> Saved entries:
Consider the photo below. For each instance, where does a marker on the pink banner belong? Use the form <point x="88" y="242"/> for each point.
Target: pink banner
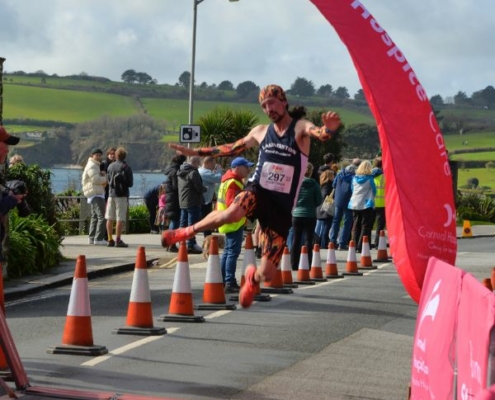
<point x="476" y="319"/>
<point x="432" y="371"/>
<point x="420" y="210"/>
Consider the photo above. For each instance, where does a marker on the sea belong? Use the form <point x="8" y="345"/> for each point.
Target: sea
<point x="70" y="178"/>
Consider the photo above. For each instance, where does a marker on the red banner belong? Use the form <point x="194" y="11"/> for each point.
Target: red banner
<point x="432" y="371"/>
<point x="419" y="196"/>
<point x="476" y="319"/>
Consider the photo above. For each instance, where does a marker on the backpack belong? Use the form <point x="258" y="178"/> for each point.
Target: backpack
<point x="119" y="182"/>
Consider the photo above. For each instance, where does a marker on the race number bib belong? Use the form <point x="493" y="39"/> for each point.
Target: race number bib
<point x="277" y="177"/>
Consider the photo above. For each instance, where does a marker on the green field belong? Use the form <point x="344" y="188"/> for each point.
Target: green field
<point x="72" y="106"/>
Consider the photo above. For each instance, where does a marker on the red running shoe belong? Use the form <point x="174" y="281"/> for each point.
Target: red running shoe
<point x="170" y="237"/>
<point x="249" y="289"/>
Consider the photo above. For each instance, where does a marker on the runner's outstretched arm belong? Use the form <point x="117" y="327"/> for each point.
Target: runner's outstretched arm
<point x="223" y="150"/>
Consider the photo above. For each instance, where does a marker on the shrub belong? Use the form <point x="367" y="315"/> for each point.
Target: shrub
<point x="33" y="245"/>
<point x="138" y="219"/>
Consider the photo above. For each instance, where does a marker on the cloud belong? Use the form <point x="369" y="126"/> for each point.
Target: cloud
<point x="448" y="44"/>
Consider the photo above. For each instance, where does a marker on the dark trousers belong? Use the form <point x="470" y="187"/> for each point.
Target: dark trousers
<point x="303" y="227"/>
<point x="362" y="225"/>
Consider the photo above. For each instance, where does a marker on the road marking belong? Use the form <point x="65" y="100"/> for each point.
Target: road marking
<point x="123" y="349"/>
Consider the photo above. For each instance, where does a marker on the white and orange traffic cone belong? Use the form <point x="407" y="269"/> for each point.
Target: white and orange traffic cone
<point x="303" y="268"/>
<point x="139" y="313"/>
<point x="181" y="301"/>
<point x="286" y="269"/>
<point x="78" y="332"/>
<point x="213" y="290"/>
<point x="365" y="262"/>
<point x="351" y="264"/>
<point x="331" y="270"/>
<point x="316" y="273"/>
<point x="382" y="254"/>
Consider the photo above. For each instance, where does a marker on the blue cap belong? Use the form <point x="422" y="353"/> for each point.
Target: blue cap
<point x="241" y="161"/>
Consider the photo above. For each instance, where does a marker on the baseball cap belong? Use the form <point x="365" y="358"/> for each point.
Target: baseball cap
<point x="8" y="139"/>
<point x="241" y="161"/>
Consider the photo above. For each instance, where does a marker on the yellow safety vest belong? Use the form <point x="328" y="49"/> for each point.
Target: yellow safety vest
<point x="380" y="191"/>
<point x="222" y="205"/>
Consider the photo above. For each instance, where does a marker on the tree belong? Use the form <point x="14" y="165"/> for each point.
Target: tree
<point x="143" y="78"/>
<point x="302" y="87"/>
<point x="185" y="79"/>
<point x="129" y="76"/>
<point x="342" y="92"/>
<point x="225" y="85"/>
<point x="245" y="88"/>
<point x="436" y="100"/>
<point x="325" y="91"/>
<point x="360" y="95"/>
<point x="361" y="140"/>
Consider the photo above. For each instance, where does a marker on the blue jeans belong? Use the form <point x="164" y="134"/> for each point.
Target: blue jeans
<point x="345" y="233"/>
<point x="231" y="251"/>
<point x="322" y="230"/>
<point x="189" y="216"/>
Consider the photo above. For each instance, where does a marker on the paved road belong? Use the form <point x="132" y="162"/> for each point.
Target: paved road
<point x="370" y="363"/>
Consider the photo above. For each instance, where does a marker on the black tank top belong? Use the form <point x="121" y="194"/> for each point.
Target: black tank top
<point x="281" y="166"/>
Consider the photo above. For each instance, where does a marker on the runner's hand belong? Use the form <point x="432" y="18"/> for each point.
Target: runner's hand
<point x="331" y="120"/>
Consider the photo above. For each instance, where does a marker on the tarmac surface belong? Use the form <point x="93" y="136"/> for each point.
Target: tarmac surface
<point x="101" y="260"/>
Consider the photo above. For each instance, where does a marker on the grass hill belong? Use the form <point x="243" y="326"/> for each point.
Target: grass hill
<point x="35" y="103"/>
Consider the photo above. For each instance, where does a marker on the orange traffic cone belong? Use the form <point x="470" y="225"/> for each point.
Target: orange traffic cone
<point x="286" y="269"/>
<point x="78" y="333"/>
<point x="316" y="273"/>
<point x="181" y="302"/>
<point x="303" y="268"/>
<point x="366" y="256"/>
<point x="139" y="313"/>
<point x="351" y="265"/>
<point x="488" y="284"/>
<point x="382" y="254"/>
<point x="213" y="290"/>
<point x="331" y="270"/>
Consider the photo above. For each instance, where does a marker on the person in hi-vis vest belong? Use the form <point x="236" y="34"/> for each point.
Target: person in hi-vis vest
<point x="232" y="183"/>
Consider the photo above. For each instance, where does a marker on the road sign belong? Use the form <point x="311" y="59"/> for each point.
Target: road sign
<point x="190" y="133"/>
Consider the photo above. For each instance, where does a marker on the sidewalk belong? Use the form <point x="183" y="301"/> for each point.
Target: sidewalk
<point x="101" y="260"/>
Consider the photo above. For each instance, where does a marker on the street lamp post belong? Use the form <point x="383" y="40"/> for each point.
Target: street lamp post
<point x="193" y="59"/>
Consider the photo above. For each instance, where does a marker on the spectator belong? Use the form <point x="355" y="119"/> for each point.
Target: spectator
<point x="379" y="218"/>
<point x="304" y="217"/>
<point x="120" y="179"/>
<point x="172" y="208"/>
<point x="151" y="203"/>
<point x="94" y="182"/>
<point x="105" y="164"/>
<point x="342" y="195"/>
<point x="362" y="203"/>
<point x="324" y="220"/>
<point x="191" y="192"/>
<point x="232" y="184"/>
<point x="16" y="158"/>
<point x="211" y="174"/>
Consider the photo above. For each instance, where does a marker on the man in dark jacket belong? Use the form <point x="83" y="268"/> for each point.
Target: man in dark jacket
<point x="172" y="208"/>
<point x="342" y="195"/>
<point x="191" y="191"/>
<point x="120" y="179"/>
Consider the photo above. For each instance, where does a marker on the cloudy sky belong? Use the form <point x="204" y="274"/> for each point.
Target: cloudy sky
<point x="449" y="43"/>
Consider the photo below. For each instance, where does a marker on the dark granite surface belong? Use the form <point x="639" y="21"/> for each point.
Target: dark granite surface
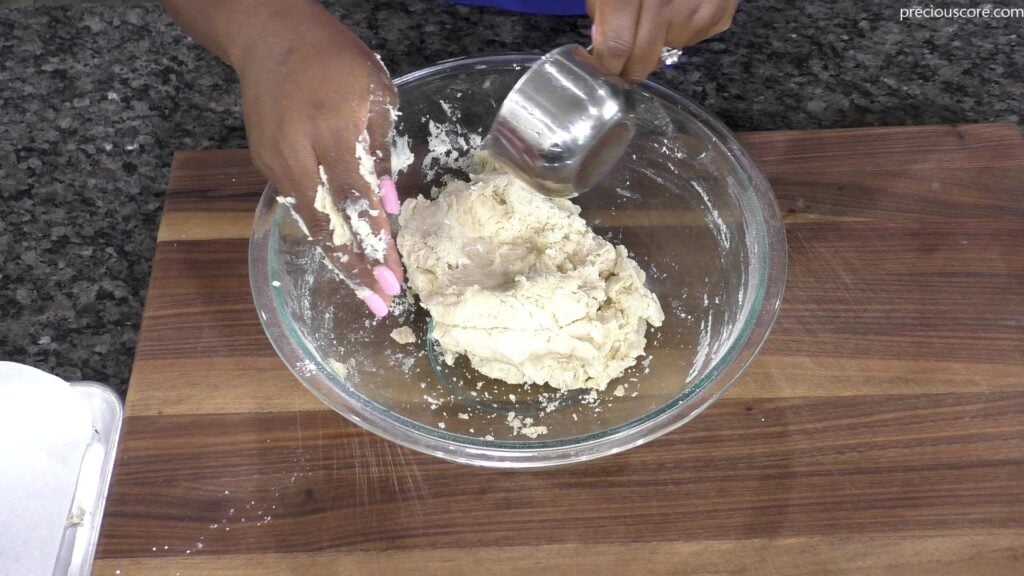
<point x="94" y="99"/>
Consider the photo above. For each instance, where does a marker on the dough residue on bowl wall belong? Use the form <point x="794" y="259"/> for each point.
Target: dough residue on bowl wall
<point x="520" y="285"/>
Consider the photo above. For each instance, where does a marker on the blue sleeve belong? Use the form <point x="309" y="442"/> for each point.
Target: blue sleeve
<point x="553" y="7"/>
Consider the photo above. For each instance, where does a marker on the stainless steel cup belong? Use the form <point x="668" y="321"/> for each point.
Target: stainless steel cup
<point x="564" y="124"/>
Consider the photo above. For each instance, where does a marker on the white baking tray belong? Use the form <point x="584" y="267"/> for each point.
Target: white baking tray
<point x="57" y="447"/>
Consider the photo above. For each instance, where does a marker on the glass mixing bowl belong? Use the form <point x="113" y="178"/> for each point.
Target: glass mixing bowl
<point x="686" y="201"/>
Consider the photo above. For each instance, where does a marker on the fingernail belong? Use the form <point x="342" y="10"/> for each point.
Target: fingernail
<point x="387" y="280"/>
<point x="376" y="304"/>
<point x="389" y="196"/>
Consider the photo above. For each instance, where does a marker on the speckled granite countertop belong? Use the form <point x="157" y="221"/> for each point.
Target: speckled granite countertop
<point x="94" y="99"/>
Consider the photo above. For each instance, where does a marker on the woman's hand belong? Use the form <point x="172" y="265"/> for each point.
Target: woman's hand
<point x="629" y="35"/>
<point x="317" y="108"/>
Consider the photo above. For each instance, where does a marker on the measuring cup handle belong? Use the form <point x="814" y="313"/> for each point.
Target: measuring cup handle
<point x="669" y="55"/>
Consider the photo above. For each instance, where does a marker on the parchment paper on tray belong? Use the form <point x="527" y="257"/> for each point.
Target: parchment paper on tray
<point x="57" y="443"/>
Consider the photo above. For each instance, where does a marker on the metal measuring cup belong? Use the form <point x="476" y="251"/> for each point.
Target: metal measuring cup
<point x="564" y="124"/>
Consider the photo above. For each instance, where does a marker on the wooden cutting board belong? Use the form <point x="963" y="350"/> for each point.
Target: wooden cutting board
<point x="881" y="430"/>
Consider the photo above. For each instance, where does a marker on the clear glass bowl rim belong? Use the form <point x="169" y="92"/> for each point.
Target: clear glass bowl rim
<point x="768" y="272"/>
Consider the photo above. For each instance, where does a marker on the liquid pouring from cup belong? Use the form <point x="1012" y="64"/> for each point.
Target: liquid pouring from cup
<point x="564" y="124"/>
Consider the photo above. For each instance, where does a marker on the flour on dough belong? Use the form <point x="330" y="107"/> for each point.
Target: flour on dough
<point x="403" y="335"/>
<point x="520" y="285"/>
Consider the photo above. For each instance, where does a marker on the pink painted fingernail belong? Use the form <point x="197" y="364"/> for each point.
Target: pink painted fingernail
<point x="376" y="304"/>
<point x="387" y="280"/>
<point x="389" y="196"/>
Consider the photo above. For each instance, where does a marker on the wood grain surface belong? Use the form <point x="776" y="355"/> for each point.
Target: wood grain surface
<point x="881" y="429"/>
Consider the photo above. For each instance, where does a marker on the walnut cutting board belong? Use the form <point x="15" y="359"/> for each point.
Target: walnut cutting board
<point x="881" y="429"/>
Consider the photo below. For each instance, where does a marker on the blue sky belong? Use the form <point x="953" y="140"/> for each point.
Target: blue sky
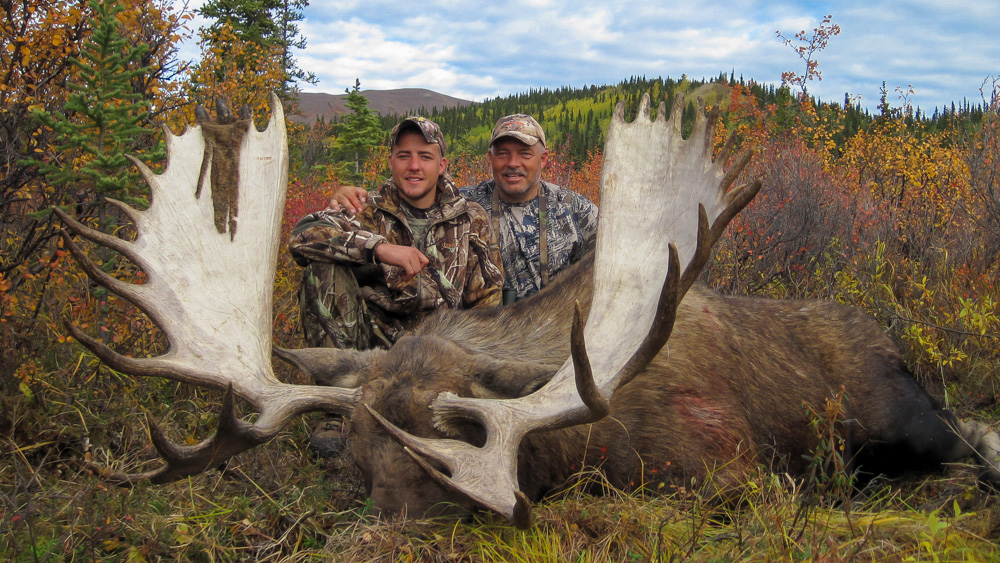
<point x="942" y="49"/>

> Problem to solve: Match on "below": copy every line in the records that has it.

> Reply to the exercise:
Consider the photo below. For each instance, where does a marker on the pink banner belong? Use the form <point x="88" y="242"/> for each point.
Consider the photo below. For each instance, where does a marker on the dark granite surface belong? Use the form <point x="639" y="21"/> for each point.
Consider the photo below. For each instance, where does a marker on the blue sky belong? Use the form <point x="953" y="140"/> for each point.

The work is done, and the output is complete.